* **Required work**
Reproduce the part of the housing passage that begins at the words "Each book shows" and stops after "in Britain today.".

======== Page extract

Each book shows the human cost of a genuinely Kafka-esque bureaucratic system. Lavelle’s case studies are eccentric, often troubled, characters, let down by poor social services, underfunded addiction provision and punitive schooling. The tenants interviewed by Spratt are often doing OK before a glitch in the housing matrix pulls the lino from under their feet.

Right to Buy, Margaret Thatcher’s 1980 reform that let council tenants buy their homes, plays a villainous role in each book. Described by Spratt as “ground zero” of the housing emergency, and Lavelle as “the greatest heist in modern history”, this policy and its many tired iterations (in June, the government recycled plans to extend it to housing association tenants) has had a damaging effect on how people live in Britain today.

[See also: This will be the tenth time I have moved in my adult life]

By the end of the Seventies, almost a third of all households lived in stable social housing. In 2016-18, just 17 per cent of households in England rented their homes from a local authority or housing association. Private leases have returned to 1950 levels: the days of notorious slum landlords such as Peter Rachman, who was chauffeured around in a Rolls-Royce as he ripped off black tenants in particular, whom he housed in run-down properties in west London.

With Right to Buy came scarcity, followed by inflation. From 2011 to 2018, rents in England rose by 16 per cent, outpacing wages, and on average private renters now spend a third of their earnings on rent. House prices, too, have spiralled, hence the easy money of “landlordism”: by 2014, more mortgages were loaned to buy-to-let landlords than first-time buyers. “The economics of being a buy-to-let landlord are pretty simple,” writes Spratt. “You want more money coming in than you’re dishing out while you sit back and watch your ‘nice little earner’ climb steadily in value and eclipse the mortgage you’ve taken out on it.”

================
======== Records shown

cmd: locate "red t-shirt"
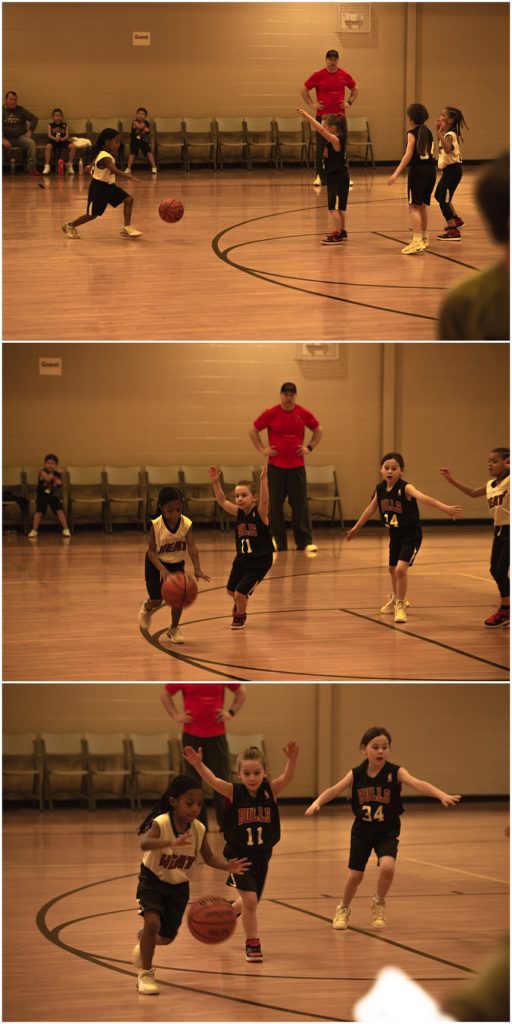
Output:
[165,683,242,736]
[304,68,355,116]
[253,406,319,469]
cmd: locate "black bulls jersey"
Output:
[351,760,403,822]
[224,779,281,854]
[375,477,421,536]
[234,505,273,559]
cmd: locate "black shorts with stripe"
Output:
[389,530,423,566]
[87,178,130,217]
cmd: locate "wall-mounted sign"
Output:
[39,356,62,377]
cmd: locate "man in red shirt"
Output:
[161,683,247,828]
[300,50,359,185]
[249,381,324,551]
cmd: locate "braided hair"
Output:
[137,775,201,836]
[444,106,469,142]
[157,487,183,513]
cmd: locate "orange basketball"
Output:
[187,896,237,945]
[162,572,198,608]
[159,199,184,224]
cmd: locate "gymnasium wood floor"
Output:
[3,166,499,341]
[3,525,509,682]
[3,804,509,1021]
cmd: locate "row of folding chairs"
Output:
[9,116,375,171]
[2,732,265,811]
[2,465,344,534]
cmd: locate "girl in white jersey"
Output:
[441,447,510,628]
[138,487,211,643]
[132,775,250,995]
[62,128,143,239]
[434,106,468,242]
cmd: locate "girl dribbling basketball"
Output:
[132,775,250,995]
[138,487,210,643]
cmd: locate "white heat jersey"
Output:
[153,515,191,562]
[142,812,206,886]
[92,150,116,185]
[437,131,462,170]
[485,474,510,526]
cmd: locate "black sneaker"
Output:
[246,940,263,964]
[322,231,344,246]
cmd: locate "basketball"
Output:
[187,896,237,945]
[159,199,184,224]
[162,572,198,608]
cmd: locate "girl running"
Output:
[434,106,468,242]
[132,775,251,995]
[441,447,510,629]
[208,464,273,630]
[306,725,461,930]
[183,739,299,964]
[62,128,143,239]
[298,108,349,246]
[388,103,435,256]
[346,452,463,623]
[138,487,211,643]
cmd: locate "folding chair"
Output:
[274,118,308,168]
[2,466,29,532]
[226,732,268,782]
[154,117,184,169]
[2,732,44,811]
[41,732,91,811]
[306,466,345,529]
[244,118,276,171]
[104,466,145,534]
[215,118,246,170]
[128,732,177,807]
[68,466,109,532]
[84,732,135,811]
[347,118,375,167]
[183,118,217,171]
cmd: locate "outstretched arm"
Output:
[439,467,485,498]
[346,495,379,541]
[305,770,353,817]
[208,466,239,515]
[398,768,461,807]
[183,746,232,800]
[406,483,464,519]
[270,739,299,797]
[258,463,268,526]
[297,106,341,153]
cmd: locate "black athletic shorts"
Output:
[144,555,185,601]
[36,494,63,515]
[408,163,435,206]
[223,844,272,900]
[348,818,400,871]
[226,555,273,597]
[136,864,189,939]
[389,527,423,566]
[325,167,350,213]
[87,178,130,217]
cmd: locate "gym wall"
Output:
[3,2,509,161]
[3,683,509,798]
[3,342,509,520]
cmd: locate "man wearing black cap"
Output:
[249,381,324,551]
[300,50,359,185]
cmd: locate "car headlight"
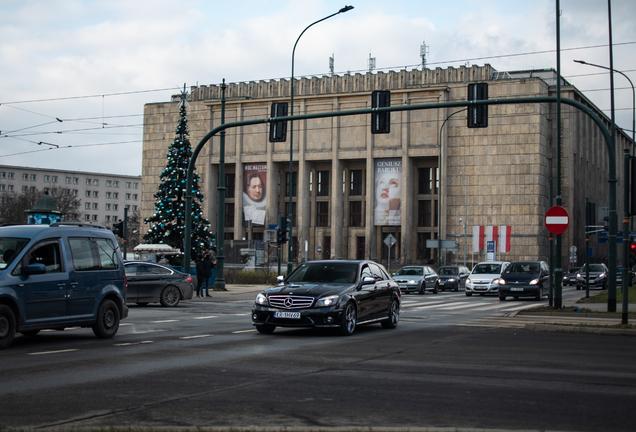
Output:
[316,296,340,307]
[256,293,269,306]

================

* **Written answer**
Each book shows the human cost of a genuinely Kafka-esque bureaucratic system. Lavelle’s case studies are eccentric, often troubled, characters, let down by poor social services, underfunded addiction provision and punitive schooling. The tenants interviewed by Spratt are often doing OK before a glitch in the housing matrix pulls the lino from under their feet.

Right to Buy, Margaret Thatcher’s 1980 reform that let council tenants buy their homes, plays a villainous role in each book. Described by Spratt as “ground zero” of the housing emergency, and Lavelle as “the greatest heist in modern history”, this policy and its many tired iterations (in June, the government recycled plans to extend it to housing association tenants) has had a damaging effect on how people live in Britain today.